High-Stakes Georgia Runoff Elections Come Down To The Wire

More than 3 million Georgians have voted ahead of Tuesday’s runoff elections that will determine control of the U.S. Senate.

Emil Moffatt / WABE

Republicans and Democrats don’t agree about much these days, but one common theme on the final weekend before Tuesday’s U.S. Senate runoffs was how important the races were to the future of the country.

If Democrats can sweep Tuesday’s Senate runoffs, they’ll achieve a 50-50 split, giving the vice president a potential tie-breaking vote for at least the next two years.

“Make no mistake,” said Republican Sen. Kelly Loeffler speaking to supporters in McDonough Sunday afternoon. “We are in the battle of our lifetime and the eyes of the nation are on us Georgia. We’ve gotta get this done.”

“It’s so critically important. We did an amazing thing on Nov. 3, Georgia,” said the Rev. Raphael Warnock at a drive-in rally in Savannah on Sunday. “The rest of the country didn’t see you coming. We want to say to them ‘welcome to the new Georgia, welcome to the blue Georgia.”

But that’s where the similarities ended.

Loeffler, as she has done throughout the campaign, warned that if Warnock and Ossoff won, they’d be rubber stamps for Chuck Schumer, the leader of the Senate Democrats.
————
REQUIRED WORK:
Answer these questions from the article about the Georgia runoffs:
(a) How many Georgians had voted ahead of Tuesday's runoff elections?
(b) In what place did Kelly Loeffler speak to supporters on Sunday afternoon?
(c) In what city did Raphael Warnock hold a drive-in rally on Sunday?
The listing that comes next is separate material with no connection to the article about the Georgia runoffs.

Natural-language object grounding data
————
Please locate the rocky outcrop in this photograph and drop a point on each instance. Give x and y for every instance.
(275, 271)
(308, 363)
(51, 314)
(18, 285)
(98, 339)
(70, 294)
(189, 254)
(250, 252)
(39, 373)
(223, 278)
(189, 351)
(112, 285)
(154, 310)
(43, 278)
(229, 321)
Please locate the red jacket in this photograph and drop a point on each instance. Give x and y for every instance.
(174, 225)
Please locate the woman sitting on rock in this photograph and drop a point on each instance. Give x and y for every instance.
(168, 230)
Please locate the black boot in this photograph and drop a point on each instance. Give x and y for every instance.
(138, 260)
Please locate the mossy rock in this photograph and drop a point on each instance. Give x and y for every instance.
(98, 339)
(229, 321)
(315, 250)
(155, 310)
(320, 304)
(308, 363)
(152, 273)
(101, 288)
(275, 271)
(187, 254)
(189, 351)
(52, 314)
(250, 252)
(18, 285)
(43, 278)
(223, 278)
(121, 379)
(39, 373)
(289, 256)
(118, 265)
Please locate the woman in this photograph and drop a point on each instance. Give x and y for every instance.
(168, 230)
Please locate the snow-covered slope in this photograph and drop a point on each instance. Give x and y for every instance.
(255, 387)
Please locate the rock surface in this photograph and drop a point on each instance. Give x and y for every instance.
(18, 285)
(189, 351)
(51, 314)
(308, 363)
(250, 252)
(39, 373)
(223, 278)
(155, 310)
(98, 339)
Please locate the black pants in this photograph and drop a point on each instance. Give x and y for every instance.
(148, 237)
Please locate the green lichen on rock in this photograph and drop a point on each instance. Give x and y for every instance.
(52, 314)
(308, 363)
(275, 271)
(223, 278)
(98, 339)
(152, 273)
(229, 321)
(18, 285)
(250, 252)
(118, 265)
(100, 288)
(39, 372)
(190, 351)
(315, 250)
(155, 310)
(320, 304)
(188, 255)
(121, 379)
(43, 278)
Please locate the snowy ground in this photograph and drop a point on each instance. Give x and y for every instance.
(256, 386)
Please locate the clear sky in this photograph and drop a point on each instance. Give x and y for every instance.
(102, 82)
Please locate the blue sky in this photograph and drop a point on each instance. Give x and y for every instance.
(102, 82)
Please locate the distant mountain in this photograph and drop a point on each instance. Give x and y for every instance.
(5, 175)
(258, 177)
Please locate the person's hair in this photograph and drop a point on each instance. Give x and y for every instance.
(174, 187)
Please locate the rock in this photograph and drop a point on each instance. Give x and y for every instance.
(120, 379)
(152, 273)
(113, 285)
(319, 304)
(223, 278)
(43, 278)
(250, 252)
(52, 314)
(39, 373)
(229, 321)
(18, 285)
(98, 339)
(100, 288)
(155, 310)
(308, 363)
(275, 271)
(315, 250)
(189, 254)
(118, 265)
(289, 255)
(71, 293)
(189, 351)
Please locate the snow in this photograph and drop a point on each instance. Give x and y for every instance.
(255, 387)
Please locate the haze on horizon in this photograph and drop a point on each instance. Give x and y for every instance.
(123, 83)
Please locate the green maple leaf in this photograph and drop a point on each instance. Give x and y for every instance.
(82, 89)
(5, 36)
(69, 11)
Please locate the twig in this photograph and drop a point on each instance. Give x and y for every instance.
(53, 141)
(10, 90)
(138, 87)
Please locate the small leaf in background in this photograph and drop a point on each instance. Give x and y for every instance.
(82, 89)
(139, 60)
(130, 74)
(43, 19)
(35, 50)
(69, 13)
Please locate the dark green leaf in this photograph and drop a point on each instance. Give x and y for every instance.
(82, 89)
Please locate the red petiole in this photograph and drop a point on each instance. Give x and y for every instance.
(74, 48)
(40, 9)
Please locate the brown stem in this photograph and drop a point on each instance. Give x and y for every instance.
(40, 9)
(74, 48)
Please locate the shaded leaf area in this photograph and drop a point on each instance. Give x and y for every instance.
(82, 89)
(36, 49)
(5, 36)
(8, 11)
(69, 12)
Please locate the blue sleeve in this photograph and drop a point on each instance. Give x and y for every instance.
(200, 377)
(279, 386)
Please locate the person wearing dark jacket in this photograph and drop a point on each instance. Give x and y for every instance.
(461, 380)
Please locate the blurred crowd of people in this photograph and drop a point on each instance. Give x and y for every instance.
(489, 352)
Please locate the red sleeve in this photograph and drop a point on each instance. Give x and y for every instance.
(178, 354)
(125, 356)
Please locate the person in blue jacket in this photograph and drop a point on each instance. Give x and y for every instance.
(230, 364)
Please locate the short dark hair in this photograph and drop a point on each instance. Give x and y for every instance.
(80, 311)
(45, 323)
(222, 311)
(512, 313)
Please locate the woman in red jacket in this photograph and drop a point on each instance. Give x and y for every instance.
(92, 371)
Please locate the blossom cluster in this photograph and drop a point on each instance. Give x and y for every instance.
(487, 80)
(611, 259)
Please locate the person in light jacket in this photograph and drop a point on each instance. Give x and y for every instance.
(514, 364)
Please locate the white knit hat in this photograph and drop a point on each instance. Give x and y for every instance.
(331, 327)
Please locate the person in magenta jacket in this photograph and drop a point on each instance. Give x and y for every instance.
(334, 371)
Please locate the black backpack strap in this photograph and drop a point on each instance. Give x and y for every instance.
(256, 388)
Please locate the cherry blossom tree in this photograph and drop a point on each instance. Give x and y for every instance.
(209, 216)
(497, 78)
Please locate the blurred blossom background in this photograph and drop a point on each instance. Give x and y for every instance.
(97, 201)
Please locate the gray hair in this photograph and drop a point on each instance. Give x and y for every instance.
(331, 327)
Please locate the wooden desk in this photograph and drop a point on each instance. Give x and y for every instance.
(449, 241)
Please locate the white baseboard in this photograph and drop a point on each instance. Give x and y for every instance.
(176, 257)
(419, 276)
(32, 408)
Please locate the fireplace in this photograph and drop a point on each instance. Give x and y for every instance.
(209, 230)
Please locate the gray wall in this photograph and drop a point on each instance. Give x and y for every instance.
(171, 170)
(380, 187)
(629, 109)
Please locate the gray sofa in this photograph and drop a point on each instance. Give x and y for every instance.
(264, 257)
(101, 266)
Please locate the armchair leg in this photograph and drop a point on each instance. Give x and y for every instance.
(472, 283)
————
TASK OUTPUT:
(a) More than 3 million
(b) McDonough
(c) Savannah